EXERCISE DIRECTIONS =>
Using the discussion about Steam and Linux, decide whether each statement agrees with it. Answer yes or no for each, and quote the deciding words.
1. Holo is the codename for SteamOS on the Deck.
2. Linux has stayed below 2% market share on the Steam Hardware Survey.
3. Windows is no longer the majority platform.

TEXT PROVIDED =>
'''

I didn’t see that coming, and it’s a welcome development. If it warps the general PC hardware market enough that devs start optimizing for a standard platform, it’ll result in less buggy products at launch. And maybe orienting development towards a relatively underpowered platform will make it easier for those of us dumb enough to that like to spend more on a desktop to hit those 60 FPS targets.
I think it’s more important that it gives Valve a method of avoiding being shoehorned into a “Windows only world”. The Steam Deck is largely why Linux has pushed past 2% market share on the Steam Hardware Survey consistently now. Holo, which is the codename for SteamOS on the Deck, makes up over half of Steam on Linux.
Don’t get me wrong. I’m not dillusional. Windows is still far and away the majority platform and will be for some time. However, there is a real, functional choice now that didn’t exist a few years ago.
True, but even if Steam were to offer a x% lower cut on sales for Linux users if the developer makes a Linux-native build, it’d still not entice many to build and maintain a native port if they are only saving x% off a tiny y% of users. Other poster’s point being that incentives like this would actually become enticing to companies when Linux market share (Proton users) increases.

'''

PROVIDED DATA =>
'''

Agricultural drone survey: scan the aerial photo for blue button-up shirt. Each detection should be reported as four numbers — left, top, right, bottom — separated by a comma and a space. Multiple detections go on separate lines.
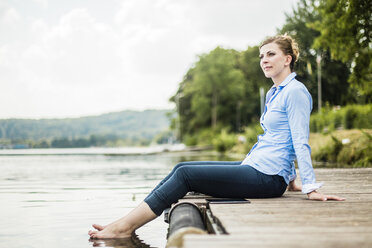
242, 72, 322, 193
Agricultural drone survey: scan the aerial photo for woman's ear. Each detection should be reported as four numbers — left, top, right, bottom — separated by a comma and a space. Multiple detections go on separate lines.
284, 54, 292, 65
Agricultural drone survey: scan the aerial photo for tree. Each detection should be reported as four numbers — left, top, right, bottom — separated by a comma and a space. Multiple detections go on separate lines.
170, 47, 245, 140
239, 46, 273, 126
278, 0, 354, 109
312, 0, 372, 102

'''
'''

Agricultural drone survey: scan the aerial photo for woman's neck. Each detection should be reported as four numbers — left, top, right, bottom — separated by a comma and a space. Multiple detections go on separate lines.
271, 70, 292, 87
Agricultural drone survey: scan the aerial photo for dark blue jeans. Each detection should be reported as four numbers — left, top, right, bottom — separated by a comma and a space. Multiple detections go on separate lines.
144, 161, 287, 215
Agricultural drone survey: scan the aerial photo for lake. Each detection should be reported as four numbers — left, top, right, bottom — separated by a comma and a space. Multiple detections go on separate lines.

'''
'''

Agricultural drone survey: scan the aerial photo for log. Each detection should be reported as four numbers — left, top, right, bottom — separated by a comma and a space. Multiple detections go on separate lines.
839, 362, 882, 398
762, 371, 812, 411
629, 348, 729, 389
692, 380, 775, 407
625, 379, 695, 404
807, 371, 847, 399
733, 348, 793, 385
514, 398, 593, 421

'''

WRITTEN ANSWER =>
1. Yes: "Holo, which is the codename for SteamOS on the Deck"
2. No: "Linux has pushed past 2% market share on the Steam Hardware Survey consistently now"
3. No: "Windows is still far and away the majority platform"